# Given passage
((

Here’s his latest disaster:
20 June 2011 World’s oceans in ‘shocking’ decline
Shocking! Really.
Here’s a fine dissection of it: http://www.climate-resistance.org/2011/06/a-deep-sea-mystery.html
I doubt if Black knows anything but what Greenpeace tells him.
Please shave the goatee Black. Mann is doomed.
Cliff’s notes…..
You can’t make anything “more acidic” until you run out of buffer.
You can do that in the lab with CO2, you just keep adding CO2/acid until
you run out of buffer, then the pH will drop.
Buffer is carbonates/bicarbonates
The largest consumer of carbonates and the largest producer of acids in marine environments
is heterotrophic bacteria responsible for nitrification/denitrification/ammonification. The denitrification process is a 10 to 1 carbonate ratio.
Ten pounds of carbonate to one pound ammonia.
In order for ocean acidification to take place, the ocean would need to run out of buffer/carbonates.

))

# Collected material
((

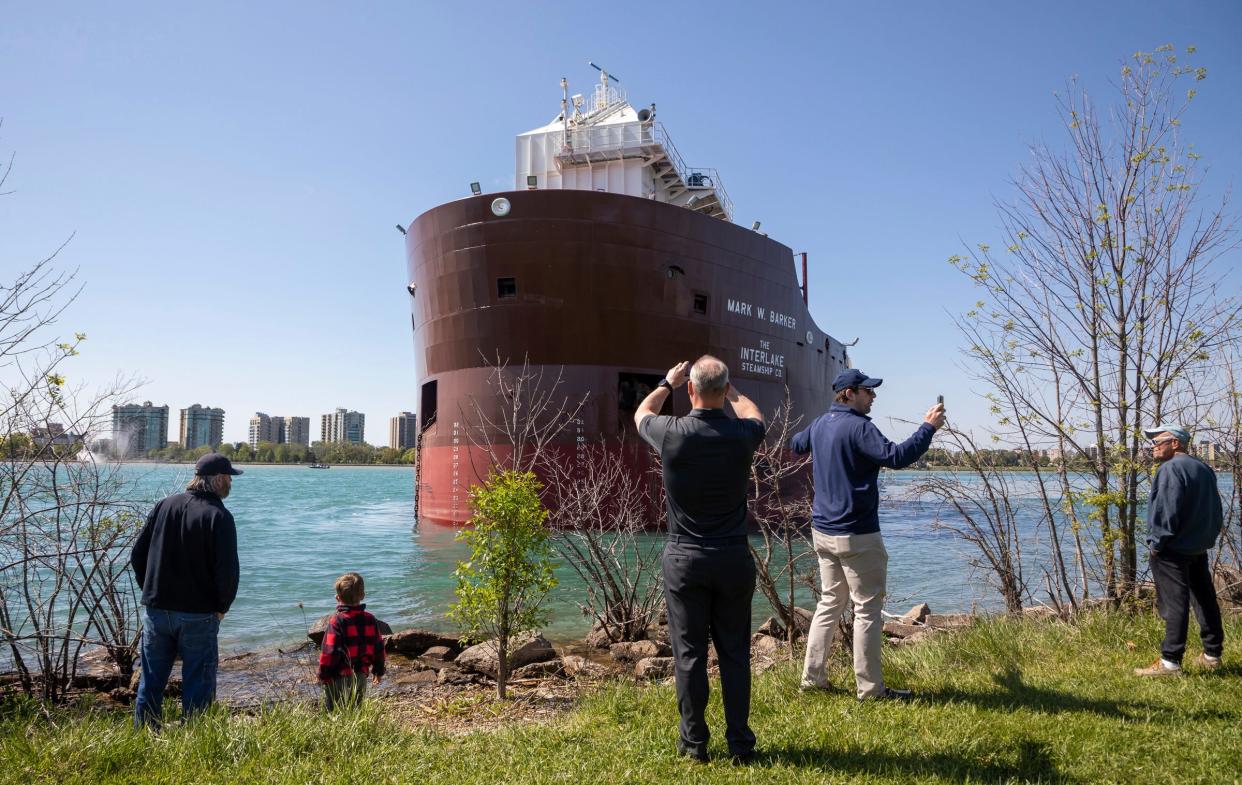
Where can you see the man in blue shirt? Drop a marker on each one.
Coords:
(848, 451)
(1184, 521)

))

# Exercise set
**1)** In the ocean acidification post, start at the words "Please shave the" and stop after "1 carbonate ratio.". Reproduce that span with "heterotrophic bacteria" swapped for "marine microbes".
**2)** Continue the ocean acidification post from its final sentence.
The data has nothing to do with what follows.

# Answers for the tasks
**1)**
Please shave the goatee Black. Mann is doomed.
Cliff’s notes…..
You can’t make anything “more acidic” until you run out of buffer.
You can do that in the lab with CO2, you just keep adding CO2/acid until
you run out of buffer, then the pH will drop.
Buffer is carbonates/bicarbonates
The largest consumer of carbonates and the largest producer of acids in marine environments
is marine microbes responsible for nitrification/denitrification/ammonification. The denitrification process is a 10 to 1 carbonate ratio.

**2)**
When carbonates get too low, denitrification does not take place.
If denitrification stopped, the results would be so obvious no one could have missed it………..
Everything on this planet would have died.
There is no such thing as ocean acidification!
The entire ocean floor is Calcium and most of the shore lines are also. I have over 70 acres of limestone eroding and washing into the ocean to form more limestone for future eons. I used to live in the desert with places where they mined Gypsum that was left there by sea creatures when the oceans had more CO2 than today.
Even claims the ocean is LESS BASE are wild ass guesses because the composition of elements in the oceans are not well mixed.
Thank you. I am a mechanical engineer, but got good marks in chemistry. This whole “man-made CO2 acidifies the ocean” just flies in the face of reason in a way I find offensive. For gosh sakes the oceans of our earth are dynamical systems (much like our atmosphere) and some incredibly tiny addition of an incredibly tiny elemental fraction of the atmosphere (CO2) somehow by some mechanism un-described somehow results in a chemical reaction making seawater acidic is frankly beyond my comprehension but in certain MSM is a given. I say again: The oceans of the earth are a complex dynamical system. How can a tiny change in a tiny mole-fraction gas deafen fish?
We are descending into barbarism.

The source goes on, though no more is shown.